“Sama-sama di Asia, sama-sama di timur, [dan] sama-sama demen eksploitasi anak,” tulis sebuah postingan dalam grup Facebook Penyepong Jepang.
Dalam postingan tersebut, seorang pengguna dengan nama akun Gustave Aznablemengungkapkan bagaimana perilaku eksploitasi anak yang dilakukan di Jepang dan Korea Selatan melalui industri budaya populer mereka. Menurutnya, meski terkenal sebagai negara yang damai dan maju, mereka tidak lepas dari kecacatan dan kelemahan.

▬▬▬▬▬▬

> _Soal Latihan_
**A.** Dalam grup Facebook apa postingan yang dikutip teks tentang eksploitasi anak ini dimuat?
**B.** Tuliskan kembali seluruh bagian teks bacaan, mulai dari "Dalam postingan tersebut, seorang" hingga "kecacatan dan kelemahan.".
**C.** Lanjutkan teks tentang eksploitasi anak dalam budaya populer Jepang dan Korea Selatan setelah kalimat terakhirnya.
Data yang disertakan tidak diperlukan untuk mengerjakan soal.

> _Data Pendukung_

▬▬▬▬▬▬

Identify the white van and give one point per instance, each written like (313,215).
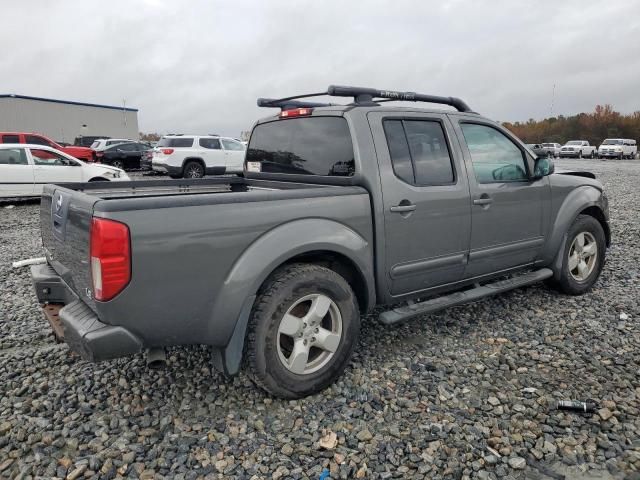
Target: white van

▬▬▬▬▬▬

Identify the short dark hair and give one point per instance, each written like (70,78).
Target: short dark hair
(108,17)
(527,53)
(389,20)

▬▬▬▬▬▬

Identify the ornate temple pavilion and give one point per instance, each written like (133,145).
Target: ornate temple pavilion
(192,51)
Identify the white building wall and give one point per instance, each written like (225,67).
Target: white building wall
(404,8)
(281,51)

▬▬▬▬▬▬

> _Kunci Jawaban_
**A.** Dalam grup Facebook Penyepong Jepang.

**B.**
Dalam postingan tersebut, seorang pengguna dengan nama akun Gustave Aznablemengungkapkan bagaimana perilaku eksploitasi anak yang dilakukan di Jepang dan Korea Selatan melalui industri budaya populer mereka. Menurutnya, meski terkenal sebagai negara yang damai dan maju, mereka tidak lepas dari kecacatan dan kelemahan.

**C.**
Nada serupa dapat dilihat dalam postingan serupa di grup Penyefong Western (Menolak Degenerasi). Dalam postingan mengenai fat acceptance, seorang pengguna mengungkapkan kritik yang menyatakan bahwa hal tersebut berat sebelah dan hanya “merupakan kampanye kaum woke (liberal)”. Postingan tersebut ingin menyampaikan bahwa fat acceptance hanya berlaku bagi kaum wanita, sementara kaum pria gemuk seolah terpinggirkan dalam diskursus tersebut.
Apa persamaan kedua postingan tersebut? Setidak-tidaknya, terdapat satu persamaan dalam kedua postingan tersebut. Persamaan tersebut adalah bahwa pemujaan yang berlebihan terhadap suatu kebudayaan, atau dalam bahasa di internet disebut juga sebagai penyepong, bukan merupakan hal yang sehat. Melalui grup penyepong, mereka ingin menyampaikan kritik terhadap pemujaan berlebihan.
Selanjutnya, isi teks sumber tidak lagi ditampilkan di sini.